__RECORDS FOR THE TASK__:
+++
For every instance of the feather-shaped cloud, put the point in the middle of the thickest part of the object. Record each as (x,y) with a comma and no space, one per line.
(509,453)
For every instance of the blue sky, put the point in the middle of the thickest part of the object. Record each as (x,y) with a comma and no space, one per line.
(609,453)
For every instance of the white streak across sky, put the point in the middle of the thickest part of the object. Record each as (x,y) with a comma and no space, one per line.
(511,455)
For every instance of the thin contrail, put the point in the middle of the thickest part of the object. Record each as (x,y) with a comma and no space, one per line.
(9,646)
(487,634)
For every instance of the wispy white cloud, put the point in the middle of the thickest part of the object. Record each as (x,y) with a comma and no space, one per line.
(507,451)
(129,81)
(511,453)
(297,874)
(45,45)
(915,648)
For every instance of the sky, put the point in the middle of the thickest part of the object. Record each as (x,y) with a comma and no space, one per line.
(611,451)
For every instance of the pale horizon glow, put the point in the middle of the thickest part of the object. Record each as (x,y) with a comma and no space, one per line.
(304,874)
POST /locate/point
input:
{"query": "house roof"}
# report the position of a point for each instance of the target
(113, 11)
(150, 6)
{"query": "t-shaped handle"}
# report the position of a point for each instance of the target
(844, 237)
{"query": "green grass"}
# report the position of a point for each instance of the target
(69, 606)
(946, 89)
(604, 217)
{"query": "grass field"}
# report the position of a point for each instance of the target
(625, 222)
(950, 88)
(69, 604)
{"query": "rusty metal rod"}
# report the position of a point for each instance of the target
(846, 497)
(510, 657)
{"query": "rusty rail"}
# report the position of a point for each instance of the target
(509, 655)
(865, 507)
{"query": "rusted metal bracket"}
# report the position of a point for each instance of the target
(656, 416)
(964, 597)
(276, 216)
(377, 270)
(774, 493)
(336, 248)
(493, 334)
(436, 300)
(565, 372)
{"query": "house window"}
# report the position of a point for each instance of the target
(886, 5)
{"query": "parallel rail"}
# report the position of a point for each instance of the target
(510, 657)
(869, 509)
+++
__ABOUT THIS TASK__:
Every line above that carries the string "metal" should be copied.

__FINISHED EXERCISE__:
{"query": "rusty metal rod"}
{"query": "rusted metal bracket"}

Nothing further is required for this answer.